Source document:
-- Begin --

Can someone offer a historical perspective of the relations/fear of the Bolshevik party & Poland. I have come across some opinions & wanted to back track them.
Historically, I think the implacable animosity that Poland had toward the Muscovites/Bolsheviks (and vice versa) can be traced back to Poland's image of itself as the Bulwark of Christendom, and the notion that the Muscovites were a Eurasian horde seeking to take over Western Europe, and Poland.
Whilst neighbours, the two countries were, historically, completely different in terms of their attitudes toward government and civil liberty, amongst other things. These differences were irreconcilable. The reincarnation of Russia as the paragon of Bolshevism was merely another link in the chain of Russia's further descent to despotism and Poland's struggle to re-establish itself as a modern, democratic society. I do not think it was Bolshevism per se, but rather the fact that it was still the same old Russia but under a different political guise. Poland's victory over the Muscovites in 1920, and her subsequent failure to capitalise on same, is redolent of Poland's greatest attribute, and failing.

-- End --

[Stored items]

-- Begin --

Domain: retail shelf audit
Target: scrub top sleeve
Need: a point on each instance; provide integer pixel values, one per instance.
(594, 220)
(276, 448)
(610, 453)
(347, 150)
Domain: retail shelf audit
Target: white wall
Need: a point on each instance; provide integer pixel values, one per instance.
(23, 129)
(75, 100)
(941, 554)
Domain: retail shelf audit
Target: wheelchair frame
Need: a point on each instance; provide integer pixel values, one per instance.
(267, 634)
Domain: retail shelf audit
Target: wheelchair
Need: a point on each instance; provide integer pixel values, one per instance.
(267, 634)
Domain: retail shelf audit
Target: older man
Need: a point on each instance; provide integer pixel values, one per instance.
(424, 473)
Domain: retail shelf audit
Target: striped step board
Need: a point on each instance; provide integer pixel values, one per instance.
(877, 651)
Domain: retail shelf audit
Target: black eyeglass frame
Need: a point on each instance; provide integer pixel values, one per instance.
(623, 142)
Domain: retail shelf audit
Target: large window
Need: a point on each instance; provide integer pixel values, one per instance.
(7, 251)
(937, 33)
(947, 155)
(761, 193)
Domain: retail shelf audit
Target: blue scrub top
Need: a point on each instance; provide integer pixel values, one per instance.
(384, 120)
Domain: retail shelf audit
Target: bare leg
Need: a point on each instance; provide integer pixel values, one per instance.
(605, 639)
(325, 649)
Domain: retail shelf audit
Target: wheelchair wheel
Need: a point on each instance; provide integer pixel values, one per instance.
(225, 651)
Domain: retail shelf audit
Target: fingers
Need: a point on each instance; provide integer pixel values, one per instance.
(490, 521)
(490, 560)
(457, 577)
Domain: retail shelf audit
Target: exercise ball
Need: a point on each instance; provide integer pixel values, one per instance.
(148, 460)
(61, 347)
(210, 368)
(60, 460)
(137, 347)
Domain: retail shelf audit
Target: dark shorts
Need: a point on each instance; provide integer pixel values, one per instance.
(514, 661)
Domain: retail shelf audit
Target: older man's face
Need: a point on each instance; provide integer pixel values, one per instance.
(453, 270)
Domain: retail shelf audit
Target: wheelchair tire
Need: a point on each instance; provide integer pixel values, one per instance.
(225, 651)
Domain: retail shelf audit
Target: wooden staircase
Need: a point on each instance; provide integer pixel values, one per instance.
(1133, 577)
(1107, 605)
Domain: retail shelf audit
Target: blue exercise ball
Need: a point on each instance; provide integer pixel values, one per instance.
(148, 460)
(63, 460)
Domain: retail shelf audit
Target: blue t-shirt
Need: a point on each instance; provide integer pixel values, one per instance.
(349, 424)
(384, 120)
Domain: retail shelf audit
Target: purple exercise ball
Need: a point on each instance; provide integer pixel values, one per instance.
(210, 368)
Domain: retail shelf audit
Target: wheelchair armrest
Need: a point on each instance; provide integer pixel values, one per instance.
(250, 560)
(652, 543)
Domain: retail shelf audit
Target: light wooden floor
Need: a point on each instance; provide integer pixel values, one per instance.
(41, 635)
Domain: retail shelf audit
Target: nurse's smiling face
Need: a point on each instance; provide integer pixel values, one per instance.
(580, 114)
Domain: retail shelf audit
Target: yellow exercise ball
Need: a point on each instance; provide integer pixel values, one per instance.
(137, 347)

-- End --

Instructions:
A) In the post about Poland and the Bolsheviks, what image of itself is Poland said to have held?
B) List every name the post about Poland and the Bolsheviks uses for Poland's eastern adversary.
C) Carry on the post about Poland and the Bolsheviks after its final sentence.

Task-by-task outputs:
A) The Bulwark of Christendom.

B)
- Bolshevik party (Bolsheviks)
- Muscovites
- Russia

C)
During the war, the Jews took the side of the Bolsheviks (Communists) and were more than happy to join the Soviet Red Army troops that were invading Poland in the East in 1939 while Germany was invading from the West.
I would caution against gross generalisations of what the Polish Jews may or may not have done during WW2 as against Catholic Poles. There were a far greater majority of Polish Jews who served their country without fear and without regard to the fact that they were of a different faith to their fellow Poles. Let's focus on that. To focus on the minority is to afford them the attention that they do not deserve. Silent scorn is the response more richly deserved.
Children ran to the parks, picked the autumn flowers, and showered the soldiers with them. ...
Children are just that - children. They shouldn't be included in any type of negative argument regarding the purported actions of their parents. Anyone who cites the actions of children in support of a negative argument against the group to which the children belong needs to look inside themselves and realise just how disgusting that type of argument is.
I'm not being critical of you here Marcin, but I simply can't stand hearing these things about children as though they have some sort of blameworthiness here.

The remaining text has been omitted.